* _STATED EXERCISE_: Copy every line of the data below, requests included, and shift each x and y coordinate in the answers up by 104.
>>>>>
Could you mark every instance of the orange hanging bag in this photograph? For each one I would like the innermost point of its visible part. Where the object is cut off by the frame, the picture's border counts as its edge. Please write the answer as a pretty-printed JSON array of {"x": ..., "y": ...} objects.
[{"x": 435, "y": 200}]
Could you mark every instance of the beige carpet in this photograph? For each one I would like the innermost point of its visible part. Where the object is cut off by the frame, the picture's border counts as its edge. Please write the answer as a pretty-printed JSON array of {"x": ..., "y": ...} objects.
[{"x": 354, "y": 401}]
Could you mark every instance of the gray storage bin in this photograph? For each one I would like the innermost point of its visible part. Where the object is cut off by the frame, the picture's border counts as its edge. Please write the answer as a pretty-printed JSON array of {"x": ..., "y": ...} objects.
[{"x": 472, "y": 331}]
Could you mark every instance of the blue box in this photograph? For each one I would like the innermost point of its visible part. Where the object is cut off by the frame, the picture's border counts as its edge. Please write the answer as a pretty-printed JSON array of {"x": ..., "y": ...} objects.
<<<<<
* _COMPLETE RESPONSE_:
Could you mark every instance of the orange hanging bag in this photograph? For each one I would like the innermost point of its visible part. Where the object is cut off by the frame, the picture's border counts as its edge. Please write the answer as a pretty-printed JSON array of {"x": ..., "y": ...} objects.
[{"x": 539, "y": 304}]
Could you mark every instance of the beige carpet in this photograph? For each one I would like the innermost point of its visible part. Where the object is cut off by the frame, the picture's border counts as its edge. Please write the answer as a pretty-printed JSON array of {"x": ..., "y": ...} objects.
[{"x": 458, "y": 505}]
Could you mark every instance of the gray storage bin in this photograph? For each one I would like the innermost point of its visible part. Where the object is cut off by the frame, the picture's border counts as its edge. Please write the answer as a pretty-printed JSON array of {"x": ..., "y": ...} objects.
[{"x": 576, "y": 435}]
Could you mark every instance of the blue box in this photograph? For each one I would like the innermost point of its visible part. Where the object is cut off by the frame, the picture's border counts as its edge. Please write the answer as a pretty-printed JSON array of {"x": ..., "y": ...} objects.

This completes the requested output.